─── Extracted records

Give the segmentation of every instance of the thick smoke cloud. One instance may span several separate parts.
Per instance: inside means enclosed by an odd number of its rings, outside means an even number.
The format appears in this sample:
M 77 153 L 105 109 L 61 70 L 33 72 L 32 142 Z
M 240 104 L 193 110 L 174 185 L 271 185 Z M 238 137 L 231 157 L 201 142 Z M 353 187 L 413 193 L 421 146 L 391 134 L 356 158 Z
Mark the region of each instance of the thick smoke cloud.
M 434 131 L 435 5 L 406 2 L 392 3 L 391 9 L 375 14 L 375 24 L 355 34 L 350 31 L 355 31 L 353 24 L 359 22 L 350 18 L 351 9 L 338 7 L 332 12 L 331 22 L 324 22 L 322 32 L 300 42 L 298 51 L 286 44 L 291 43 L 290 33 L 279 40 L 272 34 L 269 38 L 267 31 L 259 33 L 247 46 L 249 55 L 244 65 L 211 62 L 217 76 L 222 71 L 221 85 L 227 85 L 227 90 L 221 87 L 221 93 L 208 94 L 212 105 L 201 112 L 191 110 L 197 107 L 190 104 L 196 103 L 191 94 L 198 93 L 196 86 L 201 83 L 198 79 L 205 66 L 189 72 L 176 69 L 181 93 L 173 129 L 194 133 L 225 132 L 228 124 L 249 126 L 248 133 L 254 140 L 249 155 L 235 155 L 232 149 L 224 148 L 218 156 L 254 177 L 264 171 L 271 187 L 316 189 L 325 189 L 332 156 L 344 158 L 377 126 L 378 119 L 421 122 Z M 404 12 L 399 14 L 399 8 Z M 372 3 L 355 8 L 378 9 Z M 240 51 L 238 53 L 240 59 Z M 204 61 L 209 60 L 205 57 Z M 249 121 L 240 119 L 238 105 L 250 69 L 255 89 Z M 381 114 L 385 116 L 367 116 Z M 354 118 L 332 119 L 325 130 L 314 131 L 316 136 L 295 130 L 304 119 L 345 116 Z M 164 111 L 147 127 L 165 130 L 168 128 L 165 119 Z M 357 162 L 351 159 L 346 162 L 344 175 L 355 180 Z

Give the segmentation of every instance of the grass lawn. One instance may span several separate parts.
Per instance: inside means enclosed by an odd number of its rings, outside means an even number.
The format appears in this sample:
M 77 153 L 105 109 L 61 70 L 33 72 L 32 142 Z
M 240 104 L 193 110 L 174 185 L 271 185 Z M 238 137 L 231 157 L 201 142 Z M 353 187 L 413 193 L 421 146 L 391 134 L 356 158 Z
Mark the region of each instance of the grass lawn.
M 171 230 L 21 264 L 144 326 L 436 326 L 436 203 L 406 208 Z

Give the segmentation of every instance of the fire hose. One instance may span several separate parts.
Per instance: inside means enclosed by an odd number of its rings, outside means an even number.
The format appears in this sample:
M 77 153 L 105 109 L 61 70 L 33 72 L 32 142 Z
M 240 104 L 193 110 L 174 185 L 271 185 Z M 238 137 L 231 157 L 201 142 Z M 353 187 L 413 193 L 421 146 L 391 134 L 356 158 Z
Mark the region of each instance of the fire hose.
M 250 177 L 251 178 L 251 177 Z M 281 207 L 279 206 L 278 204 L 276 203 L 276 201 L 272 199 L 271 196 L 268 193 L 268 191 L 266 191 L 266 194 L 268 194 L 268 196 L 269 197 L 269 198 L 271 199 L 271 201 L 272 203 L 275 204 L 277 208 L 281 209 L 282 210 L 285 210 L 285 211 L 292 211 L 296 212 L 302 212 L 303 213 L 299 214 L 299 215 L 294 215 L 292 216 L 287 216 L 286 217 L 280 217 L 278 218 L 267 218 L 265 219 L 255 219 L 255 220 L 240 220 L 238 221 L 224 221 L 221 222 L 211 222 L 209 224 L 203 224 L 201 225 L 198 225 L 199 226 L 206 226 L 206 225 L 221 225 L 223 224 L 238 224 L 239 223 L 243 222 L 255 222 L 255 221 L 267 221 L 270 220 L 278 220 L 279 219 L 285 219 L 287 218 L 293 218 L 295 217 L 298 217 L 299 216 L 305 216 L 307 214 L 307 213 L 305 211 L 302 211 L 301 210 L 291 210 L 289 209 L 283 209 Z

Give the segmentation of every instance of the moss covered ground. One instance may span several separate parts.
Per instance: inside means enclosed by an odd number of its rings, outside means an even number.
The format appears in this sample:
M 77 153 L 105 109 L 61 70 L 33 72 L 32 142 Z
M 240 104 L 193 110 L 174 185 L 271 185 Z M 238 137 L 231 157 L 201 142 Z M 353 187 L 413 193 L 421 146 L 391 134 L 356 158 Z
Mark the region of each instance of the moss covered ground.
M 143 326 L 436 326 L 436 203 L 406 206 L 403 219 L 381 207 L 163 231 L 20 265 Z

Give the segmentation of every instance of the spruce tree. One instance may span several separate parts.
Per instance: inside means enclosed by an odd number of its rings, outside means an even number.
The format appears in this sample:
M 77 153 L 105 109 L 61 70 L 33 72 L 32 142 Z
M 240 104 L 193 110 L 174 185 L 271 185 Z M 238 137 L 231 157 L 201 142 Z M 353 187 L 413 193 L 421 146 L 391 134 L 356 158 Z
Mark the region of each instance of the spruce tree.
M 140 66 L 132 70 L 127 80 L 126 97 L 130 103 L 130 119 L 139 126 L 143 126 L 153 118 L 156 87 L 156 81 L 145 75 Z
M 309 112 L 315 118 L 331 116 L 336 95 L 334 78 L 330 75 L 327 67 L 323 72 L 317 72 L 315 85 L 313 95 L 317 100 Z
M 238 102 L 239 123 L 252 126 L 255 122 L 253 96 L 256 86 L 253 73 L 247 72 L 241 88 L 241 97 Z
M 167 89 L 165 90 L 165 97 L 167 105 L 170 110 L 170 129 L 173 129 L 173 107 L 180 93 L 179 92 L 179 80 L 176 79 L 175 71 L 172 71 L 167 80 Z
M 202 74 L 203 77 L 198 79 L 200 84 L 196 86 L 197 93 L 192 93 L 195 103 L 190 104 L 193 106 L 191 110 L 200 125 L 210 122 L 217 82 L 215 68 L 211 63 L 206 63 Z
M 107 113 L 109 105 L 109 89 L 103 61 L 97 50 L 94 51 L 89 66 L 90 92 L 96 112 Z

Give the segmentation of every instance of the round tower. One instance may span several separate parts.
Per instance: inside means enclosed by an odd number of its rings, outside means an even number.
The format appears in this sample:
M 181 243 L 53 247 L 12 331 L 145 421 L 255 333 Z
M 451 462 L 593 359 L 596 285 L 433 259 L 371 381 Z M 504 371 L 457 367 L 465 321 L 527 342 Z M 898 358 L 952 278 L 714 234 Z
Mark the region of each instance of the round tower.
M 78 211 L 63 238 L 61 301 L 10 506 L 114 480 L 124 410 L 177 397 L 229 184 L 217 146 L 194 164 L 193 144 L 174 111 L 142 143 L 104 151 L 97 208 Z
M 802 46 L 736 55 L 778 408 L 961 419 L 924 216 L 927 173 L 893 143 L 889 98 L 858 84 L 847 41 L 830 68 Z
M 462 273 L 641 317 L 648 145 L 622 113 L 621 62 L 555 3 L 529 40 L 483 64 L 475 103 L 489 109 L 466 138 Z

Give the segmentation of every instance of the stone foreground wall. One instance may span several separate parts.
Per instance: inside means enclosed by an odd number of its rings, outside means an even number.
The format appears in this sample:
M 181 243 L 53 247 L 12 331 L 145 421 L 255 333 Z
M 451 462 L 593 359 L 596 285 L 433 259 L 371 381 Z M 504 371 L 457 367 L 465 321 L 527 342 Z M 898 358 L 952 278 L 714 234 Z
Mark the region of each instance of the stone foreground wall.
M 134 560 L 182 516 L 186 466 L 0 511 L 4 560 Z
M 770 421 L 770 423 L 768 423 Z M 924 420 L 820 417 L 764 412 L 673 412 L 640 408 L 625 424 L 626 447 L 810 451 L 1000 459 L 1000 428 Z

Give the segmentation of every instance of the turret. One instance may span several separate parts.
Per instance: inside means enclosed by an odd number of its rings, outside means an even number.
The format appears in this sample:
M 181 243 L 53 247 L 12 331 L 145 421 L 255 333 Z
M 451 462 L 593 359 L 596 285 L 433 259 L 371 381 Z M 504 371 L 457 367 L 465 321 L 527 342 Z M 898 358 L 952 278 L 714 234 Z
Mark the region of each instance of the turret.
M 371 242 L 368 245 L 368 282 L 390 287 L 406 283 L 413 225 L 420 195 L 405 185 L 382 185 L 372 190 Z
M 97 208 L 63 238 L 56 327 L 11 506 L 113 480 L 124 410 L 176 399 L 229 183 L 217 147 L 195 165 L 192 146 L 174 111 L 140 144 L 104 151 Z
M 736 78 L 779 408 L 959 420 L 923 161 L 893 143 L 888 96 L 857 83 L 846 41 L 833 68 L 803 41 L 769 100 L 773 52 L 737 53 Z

──────
─── Extracted records

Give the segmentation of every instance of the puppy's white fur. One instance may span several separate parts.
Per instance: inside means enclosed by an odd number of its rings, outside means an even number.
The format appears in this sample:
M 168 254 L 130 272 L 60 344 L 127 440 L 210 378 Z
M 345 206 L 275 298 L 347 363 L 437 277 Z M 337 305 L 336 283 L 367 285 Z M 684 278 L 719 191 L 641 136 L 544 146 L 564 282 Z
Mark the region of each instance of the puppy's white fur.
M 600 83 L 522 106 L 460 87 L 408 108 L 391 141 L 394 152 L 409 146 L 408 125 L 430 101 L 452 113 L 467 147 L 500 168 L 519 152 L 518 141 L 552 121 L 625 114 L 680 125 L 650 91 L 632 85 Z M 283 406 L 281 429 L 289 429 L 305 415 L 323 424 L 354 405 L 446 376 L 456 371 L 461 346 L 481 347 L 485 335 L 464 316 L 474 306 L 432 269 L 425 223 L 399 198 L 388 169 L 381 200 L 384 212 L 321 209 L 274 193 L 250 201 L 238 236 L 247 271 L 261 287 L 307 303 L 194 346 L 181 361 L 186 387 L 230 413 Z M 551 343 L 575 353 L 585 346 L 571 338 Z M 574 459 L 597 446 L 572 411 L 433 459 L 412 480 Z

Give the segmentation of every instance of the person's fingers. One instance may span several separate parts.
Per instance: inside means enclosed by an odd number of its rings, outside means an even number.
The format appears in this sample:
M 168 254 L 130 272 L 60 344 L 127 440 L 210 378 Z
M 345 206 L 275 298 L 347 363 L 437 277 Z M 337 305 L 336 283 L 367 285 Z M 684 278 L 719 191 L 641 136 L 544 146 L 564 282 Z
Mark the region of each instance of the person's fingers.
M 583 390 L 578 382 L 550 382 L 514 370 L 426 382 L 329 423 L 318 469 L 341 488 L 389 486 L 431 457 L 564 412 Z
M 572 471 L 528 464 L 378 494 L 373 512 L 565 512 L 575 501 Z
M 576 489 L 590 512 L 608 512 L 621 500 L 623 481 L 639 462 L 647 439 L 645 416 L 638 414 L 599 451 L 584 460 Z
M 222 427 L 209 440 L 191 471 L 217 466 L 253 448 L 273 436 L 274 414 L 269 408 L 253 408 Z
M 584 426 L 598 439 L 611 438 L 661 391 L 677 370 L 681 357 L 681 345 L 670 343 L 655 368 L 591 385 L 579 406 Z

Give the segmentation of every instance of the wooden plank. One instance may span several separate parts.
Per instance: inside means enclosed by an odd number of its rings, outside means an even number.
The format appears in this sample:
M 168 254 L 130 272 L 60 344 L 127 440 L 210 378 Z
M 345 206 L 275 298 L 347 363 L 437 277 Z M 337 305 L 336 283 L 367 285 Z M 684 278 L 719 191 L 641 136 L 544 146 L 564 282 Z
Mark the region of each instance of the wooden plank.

──────

▶ **Aim of the task**: How many rows above contain the word "turret"? Reply with the number only.

▶ **Exercise answer**: 2